Start of Passage provided

Located on a dairy farm in Tinamba, the Maffra Cheese Company uses fresh cow’s milk produced by the farm’s herd of ‘happy’ Holstein Friesian cows, which are not fed any animal or genetically modified feed to ensure the purest possible raw product. Additionally, Ferial eschews the traditional use of animal rennet, an enzyme extracted from the lining of the fourth stomach of young calves, lambs or kids, and instead uses a fermented enzyme, which ensures that Maffra Cheese is suitable for vegetarians. Ferial believes that Maffra Cheese owes it distinct characteristics in part to the climate, soil type and herbage found on the farm. And she distils the essence of cheese making into several ‘simple’ steps, ‘Cheese making is a way of preserving milk. The milk is preserved by increasing the acid content, removing moisture and adding salt. The end product – cheese – has a much longer life than milk’.

End of Passage provided

**Assignment:**
According to the passage about the Maffra Cheese Company, what does Ferial use in place of animal rennet?

Start of Extracted records

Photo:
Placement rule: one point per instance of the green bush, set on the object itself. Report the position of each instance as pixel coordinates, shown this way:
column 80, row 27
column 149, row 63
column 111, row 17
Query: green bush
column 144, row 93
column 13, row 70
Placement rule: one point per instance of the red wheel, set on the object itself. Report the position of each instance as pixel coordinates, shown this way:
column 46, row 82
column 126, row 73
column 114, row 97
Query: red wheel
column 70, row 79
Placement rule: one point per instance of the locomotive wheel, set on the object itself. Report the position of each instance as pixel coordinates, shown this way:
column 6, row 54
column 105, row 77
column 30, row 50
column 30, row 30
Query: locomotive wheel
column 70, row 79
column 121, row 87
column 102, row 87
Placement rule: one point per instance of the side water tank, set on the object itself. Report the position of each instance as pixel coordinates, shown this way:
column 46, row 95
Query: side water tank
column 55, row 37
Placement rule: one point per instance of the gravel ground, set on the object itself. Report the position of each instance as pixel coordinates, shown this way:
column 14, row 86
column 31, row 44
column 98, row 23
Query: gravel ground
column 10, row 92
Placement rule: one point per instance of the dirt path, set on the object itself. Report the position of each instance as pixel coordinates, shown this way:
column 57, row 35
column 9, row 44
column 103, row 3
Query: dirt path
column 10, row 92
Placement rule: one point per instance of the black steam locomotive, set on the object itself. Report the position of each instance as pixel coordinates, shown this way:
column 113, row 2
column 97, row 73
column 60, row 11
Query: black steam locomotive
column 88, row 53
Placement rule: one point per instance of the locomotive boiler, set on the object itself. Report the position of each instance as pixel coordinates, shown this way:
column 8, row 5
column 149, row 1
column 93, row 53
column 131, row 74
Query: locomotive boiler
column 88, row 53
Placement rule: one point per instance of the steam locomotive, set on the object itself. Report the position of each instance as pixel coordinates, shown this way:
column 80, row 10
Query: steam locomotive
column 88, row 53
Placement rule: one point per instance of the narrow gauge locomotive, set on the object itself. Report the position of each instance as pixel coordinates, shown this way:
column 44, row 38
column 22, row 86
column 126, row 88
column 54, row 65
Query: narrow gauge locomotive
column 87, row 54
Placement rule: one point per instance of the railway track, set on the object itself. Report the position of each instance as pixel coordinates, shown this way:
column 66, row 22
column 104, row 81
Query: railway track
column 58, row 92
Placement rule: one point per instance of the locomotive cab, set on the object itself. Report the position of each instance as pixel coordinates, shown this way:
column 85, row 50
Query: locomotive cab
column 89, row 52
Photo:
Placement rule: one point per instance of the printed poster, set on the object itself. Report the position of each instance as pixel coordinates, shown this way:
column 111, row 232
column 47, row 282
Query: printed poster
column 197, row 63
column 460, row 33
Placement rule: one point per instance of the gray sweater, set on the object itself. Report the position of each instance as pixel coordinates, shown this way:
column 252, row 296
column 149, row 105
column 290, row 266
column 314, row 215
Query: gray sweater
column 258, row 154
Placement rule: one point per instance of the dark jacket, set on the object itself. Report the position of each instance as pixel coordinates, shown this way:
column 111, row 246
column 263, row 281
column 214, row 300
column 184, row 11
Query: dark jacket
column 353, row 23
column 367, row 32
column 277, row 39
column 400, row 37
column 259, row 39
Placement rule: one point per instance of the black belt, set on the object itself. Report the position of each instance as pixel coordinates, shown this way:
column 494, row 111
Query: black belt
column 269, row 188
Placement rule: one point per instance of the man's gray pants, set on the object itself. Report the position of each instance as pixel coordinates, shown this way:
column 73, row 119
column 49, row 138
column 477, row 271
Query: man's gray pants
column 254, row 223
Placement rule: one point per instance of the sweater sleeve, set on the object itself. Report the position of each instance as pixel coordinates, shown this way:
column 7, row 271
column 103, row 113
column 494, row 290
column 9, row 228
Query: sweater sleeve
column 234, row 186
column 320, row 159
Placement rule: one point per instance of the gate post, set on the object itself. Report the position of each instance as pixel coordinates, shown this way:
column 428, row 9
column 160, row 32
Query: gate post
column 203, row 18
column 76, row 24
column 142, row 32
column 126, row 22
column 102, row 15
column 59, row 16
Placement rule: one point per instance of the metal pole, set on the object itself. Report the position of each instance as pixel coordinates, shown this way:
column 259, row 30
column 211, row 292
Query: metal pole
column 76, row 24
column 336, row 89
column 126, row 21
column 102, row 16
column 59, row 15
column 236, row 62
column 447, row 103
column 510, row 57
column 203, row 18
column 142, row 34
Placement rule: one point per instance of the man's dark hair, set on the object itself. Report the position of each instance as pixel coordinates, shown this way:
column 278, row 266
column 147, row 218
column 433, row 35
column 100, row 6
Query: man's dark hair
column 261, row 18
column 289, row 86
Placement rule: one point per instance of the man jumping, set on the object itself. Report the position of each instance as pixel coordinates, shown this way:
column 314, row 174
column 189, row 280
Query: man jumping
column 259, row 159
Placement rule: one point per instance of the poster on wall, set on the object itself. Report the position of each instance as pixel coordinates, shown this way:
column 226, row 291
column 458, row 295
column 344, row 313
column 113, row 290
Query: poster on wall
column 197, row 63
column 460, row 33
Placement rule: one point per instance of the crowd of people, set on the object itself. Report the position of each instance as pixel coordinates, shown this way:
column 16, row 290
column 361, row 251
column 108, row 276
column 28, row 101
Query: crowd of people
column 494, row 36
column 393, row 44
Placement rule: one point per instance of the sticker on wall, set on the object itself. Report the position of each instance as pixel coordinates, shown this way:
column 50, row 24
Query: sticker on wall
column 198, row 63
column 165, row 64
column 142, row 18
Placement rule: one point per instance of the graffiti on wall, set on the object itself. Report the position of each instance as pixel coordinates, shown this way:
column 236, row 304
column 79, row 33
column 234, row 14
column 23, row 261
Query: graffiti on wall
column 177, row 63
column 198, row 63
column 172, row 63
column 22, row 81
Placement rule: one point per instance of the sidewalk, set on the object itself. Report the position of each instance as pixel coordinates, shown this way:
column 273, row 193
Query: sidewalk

End of Extracted records

**Answer space:**
A fermented enzyme.